### [RECORD SET]
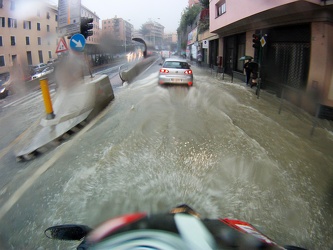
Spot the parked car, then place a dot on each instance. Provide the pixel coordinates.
(44, 72)
(4, 85)
(39, 67)
(51, 62)
(175, 71)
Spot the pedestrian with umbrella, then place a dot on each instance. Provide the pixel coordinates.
(247, 70)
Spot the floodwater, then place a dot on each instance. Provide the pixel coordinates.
(214, 146)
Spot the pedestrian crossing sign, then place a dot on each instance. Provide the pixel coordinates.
(61, 46)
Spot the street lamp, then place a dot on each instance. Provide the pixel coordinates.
(125, 32)
(154, 31)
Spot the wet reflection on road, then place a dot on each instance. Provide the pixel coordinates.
(215, 147)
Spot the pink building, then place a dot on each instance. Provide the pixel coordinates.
(296, 55)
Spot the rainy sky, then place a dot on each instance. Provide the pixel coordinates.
(137, 12)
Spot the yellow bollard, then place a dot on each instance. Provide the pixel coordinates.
(44, 85)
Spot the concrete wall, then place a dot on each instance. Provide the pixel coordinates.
(321, 64)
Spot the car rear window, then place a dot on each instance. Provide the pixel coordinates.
(176, 65)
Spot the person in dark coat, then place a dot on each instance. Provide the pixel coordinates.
(247, 71)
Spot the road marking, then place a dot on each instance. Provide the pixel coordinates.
(31, 180)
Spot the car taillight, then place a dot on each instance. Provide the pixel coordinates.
(164, 71)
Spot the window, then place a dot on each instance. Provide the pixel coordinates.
(2, 61)
(29, 57)
(3, 22)
(27, 25)
(220, 8)
(12, 40)
(12, 23)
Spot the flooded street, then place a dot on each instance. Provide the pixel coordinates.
(214, 146)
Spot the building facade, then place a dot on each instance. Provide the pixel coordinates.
(154, 35)
(26, 40)
(296, 53)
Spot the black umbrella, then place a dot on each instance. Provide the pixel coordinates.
(244, 58)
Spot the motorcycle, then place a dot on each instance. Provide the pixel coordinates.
(181, 228)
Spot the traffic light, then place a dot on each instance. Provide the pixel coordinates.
(86, 26)
(256, 41)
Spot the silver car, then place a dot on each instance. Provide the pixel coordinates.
(175, 71)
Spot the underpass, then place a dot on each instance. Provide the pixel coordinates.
(215, 147)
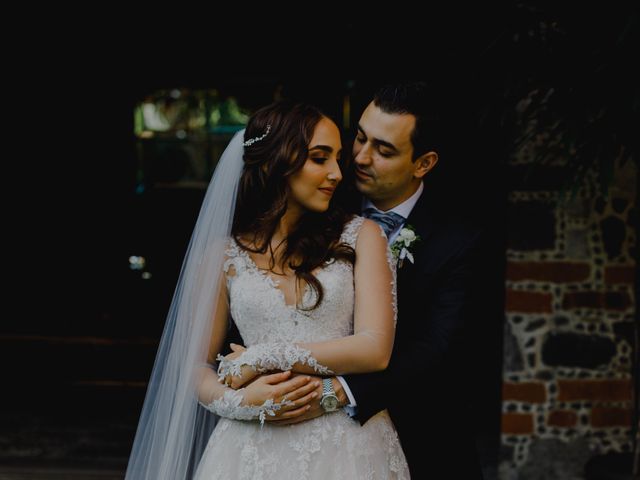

### [SET TASK]
Reproduce all of the records above with "Spot" changed to "Find" and everything else unchanged. Omit the pictures.

### [FINAL RESULT]
Find the parked car, then place a dot on each instance. Provide the pixel coordinates.
(44, 72)
(4, 85)
(39, 67)
(51, 62)
(175, 71)
Find the pedestrian with umbrella, then place a dot on each instance. Provide the pixel coordinates.
(247, 70)
Find the floodwater, then place a dot on each instance. Provide the pixel coordinates.
(214, 146)
Find the pedestrian crossing sign, then place a dot on each instance. Provide the pixel coordinates.
(61, 46)
Find the street lamp, then place a dot on each instance. Provide the pixel coordinates.
(125, 32)
(154, 31)
Find the wet reflection on road, then place a dot on each instance. Provide the pixel coordinates.
(215, 147)
Find the pink building, then place a dot on each instance. Provide the pixel coordinates.
(296, 55)
Find the rainy sky, then place a dot on each instance. Provide the pixel coordinates.
(137, 12)
Find the yellow bollard, then place a dot on each instance. Provide the pixel coordinates.
(44, 85)
Find the concrete wall, then place a dot on each instance. Provide the pixel coordinates.
(321, 64)
Find the car rear window, then place a dot on each instance. Provide the pixel coordinates.
(176, 65)
Find the person in dark coat, then place a dot on each instance. Provide the pixel coordinates.
(247, 71)
Find the road marking, then place a dot on each instance. Provide the pixel coordinates.
(31, 180)
Find the car taillight, then place a dot on each instance. Provide the pixel coordinates.
(164, 71)
Find the window, then place a dot on each instance. Provide the pixel coordinates.
(2, 61)
(29, 57)
(3, 22)
(27, 25)
(220, 8)
(12, 40)
(12, 23)
Find the flooded street, then place a dot on each instance. Provide the pixel coordinates.
(214, 146)
Find the building facade, then place a dot on each instance. Provide the pixel coordinates.
(154, 35)
(26, 40)
(296, 53)
Find the black umbrella, then place a dot on each instance. Provide the pixel coordinates.
(244, 58)
Find the motorcycle, then place a dot on each instance. Provide the pixel coordinates.
(181, 228)
Find the traffic light, then place a dot on each instance. Provide the pixel coordinates.
(86, 26)
(256, 41)
Find the silver car, then place a dot on each instance. Provide the pixel coordinates.
(175, 71)
Find the underpass, then place a dot on each instance. Provide the pixel coordinates.
(215, 147)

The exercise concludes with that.